■ CONSIGNES
1. Résumez en deux phrases l'article sur la récolte de cacao bolivien.
2. Prolongez l'article sur la récolte de cacao bolivien à partir de sa dernière phrase.

■ ARTICLE
···
Au cœur de la forêt bolivienne, la récolte de cacao n’a pas eu lieu.

 

“En temps normal, c'est le moment où nous vous écrivons avec des nouvelles passionnantes concernant la saison des récoltes, notre production de cacao et notre date de livraison prévue. Cette année, nous avons au contraire de tristes nouvelles concernant notre récolte. Permettez-nous de partager notre histoire avec vous.”


C’est par ces mots que Casey et Caroline ont commencé leur journal de bord annuel. Chaque année, nous recevons de la part d’Emmoni (le nom de leur projet), le récit de leur quotidien sur place, en Bolivie. Elles achètent du cacao sauvage auprès de récoltants, cela représente environ 200 familles depuis leurs débuts. Deux années seulement après leur lancement, Emmoni, qui signifie Persévérance en grec, remporte l’International Cacao Award 2019 et voit son cacao reconnu comme étant parmi les 20 meilleurs cacaos au monde.  

Si cette histoire vous dit quelque chose, vous nous suivez déjà depuis un certain temps, et on vous en remercie ❤️ Nous vous avions en effet écrit un article en 2018 au sujet de ce cacao d’exception, récolté au sein même de la forêt. Nous y parlions également des premières étapes de notre rencontre avec Casey et Caroline et de la difficulté de travailler ce cacao minuscule, très rare et délicat. Vous pouvez le retrouver ici. (lien)
···
■ EXTRAITS DE LIGNES
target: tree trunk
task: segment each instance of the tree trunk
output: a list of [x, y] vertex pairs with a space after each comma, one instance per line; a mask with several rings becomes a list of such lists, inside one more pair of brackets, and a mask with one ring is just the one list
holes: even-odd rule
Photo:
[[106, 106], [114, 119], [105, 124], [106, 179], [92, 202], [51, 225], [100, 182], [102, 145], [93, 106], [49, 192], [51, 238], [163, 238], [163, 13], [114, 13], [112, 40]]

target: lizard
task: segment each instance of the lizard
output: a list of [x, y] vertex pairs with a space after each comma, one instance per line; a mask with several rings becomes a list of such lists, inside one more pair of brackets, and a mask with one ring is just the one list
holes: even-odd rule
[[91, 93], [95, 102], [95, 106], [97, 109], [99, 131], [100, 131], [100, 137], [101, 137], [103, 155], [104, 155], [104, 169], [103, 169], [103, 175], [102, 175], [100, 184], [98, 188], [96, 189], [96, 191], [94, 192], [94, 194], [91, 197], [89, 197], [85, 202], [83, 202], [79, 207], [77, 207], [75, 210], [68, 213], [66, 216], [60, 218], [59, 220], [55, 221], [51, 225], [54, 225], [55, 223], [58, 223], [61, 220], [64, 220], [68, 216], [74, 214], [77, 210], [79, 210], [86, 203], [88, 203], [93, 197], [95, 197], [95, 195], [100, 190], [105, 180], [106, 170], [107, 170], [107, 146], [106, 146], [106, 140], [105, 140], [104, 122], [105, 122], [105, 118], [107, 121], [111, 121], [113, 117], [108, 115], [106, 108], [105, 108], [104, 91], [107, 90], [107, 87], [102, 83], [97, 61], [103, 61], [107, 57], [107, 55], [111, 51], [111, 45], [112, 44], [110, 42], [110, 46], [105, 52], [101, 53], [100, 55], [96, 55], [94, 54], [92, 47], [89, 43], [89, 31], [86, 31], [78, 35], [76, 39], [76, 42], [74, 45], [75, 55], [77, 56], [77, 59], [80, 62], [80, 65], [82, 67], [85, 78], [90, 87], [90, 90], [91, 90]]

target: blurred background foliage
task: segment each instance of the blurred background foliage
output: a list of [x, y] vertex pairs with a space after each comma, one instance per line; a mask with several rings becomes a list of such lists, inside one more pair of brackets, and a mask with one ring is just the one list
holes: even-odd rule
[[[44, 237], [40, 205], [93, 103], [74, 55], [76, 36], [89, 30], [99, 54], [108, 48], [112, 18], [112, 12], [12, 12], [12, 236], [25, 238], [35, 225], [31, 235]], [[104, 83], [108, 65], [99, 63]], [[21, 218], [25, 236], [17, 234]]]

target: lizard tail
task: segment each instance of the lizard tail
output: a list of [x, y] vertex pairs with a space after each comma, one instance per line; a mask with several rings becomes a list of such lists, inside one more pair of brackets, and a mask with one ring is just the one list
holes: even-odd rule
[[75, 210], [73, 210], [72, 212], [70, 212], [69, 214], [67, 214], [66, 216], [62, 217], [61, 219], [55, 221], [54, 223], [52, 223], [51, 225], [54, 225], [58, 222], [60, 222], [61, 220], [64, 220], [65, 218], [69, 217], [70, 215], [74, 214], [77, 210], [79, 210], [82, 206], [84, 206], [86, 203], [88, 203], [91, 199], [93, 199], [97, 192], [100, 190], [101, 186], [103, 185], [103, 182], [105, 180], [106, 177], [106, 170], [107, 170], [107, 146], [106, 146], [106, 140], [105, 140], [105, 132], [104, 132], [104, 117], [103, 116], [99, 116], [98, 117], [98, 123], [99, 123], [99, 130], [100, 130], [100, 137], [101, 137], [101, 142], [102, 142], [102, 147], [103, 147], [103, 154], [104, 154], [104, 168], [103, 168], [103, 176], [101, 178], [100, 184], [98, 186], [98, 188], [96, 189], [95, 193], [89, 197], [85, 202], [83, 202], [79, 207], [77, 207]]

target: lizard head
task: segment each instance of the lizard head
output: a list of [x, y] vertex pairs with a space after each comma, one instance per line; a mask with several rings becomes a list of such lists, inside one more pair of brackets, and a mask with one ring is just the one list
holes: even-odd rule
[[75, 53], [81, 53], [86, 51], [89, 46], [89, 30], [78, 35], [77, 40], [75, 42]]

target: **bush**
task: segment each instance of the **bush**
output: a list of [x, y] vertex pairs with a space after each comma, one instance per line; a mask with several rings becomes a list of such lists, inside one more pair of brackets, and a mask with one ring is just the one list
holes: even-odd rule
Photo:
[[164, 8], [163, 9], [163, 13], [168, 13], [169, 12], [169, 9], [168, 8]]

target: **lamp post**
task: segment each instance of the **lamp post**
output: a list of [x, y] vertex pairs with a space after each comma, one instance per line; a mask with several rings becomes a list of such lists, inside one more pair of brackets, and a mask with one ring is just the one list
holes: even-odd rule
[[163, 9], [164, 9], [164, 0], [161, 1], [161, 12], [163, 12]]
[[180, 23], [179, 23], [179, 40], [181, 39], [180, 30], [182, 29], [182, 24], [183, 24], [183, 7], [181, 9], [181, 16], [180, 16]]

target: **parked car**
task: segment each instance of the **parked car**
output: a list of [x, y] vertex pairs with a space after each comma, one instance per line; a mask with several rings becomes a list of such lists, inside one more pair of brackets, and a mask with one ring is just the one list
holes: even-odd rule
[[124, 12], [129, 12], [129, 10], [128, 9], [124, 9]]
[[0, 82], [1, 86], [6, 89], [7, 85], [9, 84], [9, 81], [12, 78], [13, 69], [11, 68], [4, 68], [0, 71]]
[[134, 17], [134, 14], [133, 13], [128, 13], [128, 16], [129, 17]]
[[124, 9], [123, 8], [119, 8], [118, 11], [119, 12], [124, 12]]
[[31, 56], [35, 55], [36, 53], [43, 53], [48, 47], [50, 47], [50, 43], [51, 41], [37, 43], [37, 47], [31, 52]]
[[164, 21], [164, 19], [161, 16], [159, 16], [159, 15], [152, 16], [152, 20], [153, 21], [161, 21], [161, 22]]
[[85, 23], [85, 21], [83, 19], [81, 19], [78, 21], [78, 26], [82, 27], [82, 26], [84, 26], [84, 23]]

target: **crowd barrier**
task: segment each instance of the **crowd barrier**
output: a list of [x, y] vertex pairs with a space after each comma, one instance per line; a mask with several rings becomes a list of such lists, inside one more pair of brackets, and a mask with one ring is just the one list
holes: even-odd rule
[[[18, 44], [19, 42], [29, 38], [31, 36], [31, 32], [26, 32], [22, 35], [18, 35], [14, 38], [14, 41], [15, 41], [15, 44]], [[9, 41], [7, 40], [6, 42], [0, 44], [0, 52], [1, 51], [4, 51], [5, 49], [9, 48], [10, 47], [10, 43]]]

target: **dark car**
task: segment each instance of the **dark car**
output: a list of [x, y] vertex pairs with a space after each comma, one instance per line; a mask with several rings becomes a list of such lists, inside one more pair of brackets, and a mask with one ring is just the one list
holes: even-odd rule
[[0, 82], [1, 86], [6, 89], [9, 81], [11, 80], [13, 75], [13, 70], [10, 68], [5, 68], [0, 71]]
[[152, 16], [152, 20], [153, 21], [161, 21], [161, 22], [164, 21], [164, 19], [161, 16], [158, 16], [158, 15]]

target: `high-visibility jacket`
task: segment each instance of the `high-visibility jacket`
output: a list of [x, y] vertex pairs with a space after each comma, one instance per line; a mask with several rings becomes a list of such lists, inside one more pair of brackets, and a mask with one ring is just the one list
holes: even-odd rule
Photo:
···
■ RÉPONSES RÉDIGÉES
1. Dans leur journal de bord annuel, Casey et Caroline, qui mènent le projet Emmoni en Bolivie, annoncent de tristes nouvelles : la récolte de cacao n'a pas eu lieu cette année. Leur projet achète du cacao sauvage auprès de récoltants, soit environ 200 familles depuis ses débuts, et a remporté l'International Cacao Award 2019 deux ans seulement après son lancement.

2.
Ce nouvel article vient le compléter, avec la vision de Casey avec qui nous avons pu discuter suite à cette non-récolte. Vous l’aurez donc compris : nos tablettes de chocolat Bolivie 70 % et 85 % aux arômes de miel floral sont en stock très limité car nous n’avons pas pu acheter de cacao sauvage de Bolivie cette année. Voici pourquoi.

 

Retour à l’état sauvage 

Le cacao de Bolivie avec lequel nous fabriquons nos tablettes de chocolat est rare et sauvage. Contrairement au cacao provenant d’autres origines qui est récolté dans des plantations de cacaoyers, celui-ci pousse depuis des milliers d’années sur des îlots dans la forêt. La région étant sujette aux inondations, les peuples y vivant autrefois ont donc créé des surélévations de terres pour pouvoir planter différentes cultures et élever des animaux.

Le cacao que Casey et Caroline achètent aux locaux provient de ces arbres millénaires, qui ne reçoivent aucune aide de l’humain pour pousser ou se reproduire. On doit leur existence à la nature et aux animaux qui s’occupent de leur propagation. Là-bas, la culture du cacao est présente depuis toujours : les habitants entrent dans cette forêt, naviguent par les canaux, chassent et cueillent sur ces îlots. Au sein de ces familles, on fabrique parfois du chocolat avec les fèves de cacao, totalement artisanalement. Malgré la modernité et leur mode de vie actuel, les habitants des alentours bravent les pluies torrentielles et les moustiques féroces pour profiter de ces ressources suivant la tradition ancestrale.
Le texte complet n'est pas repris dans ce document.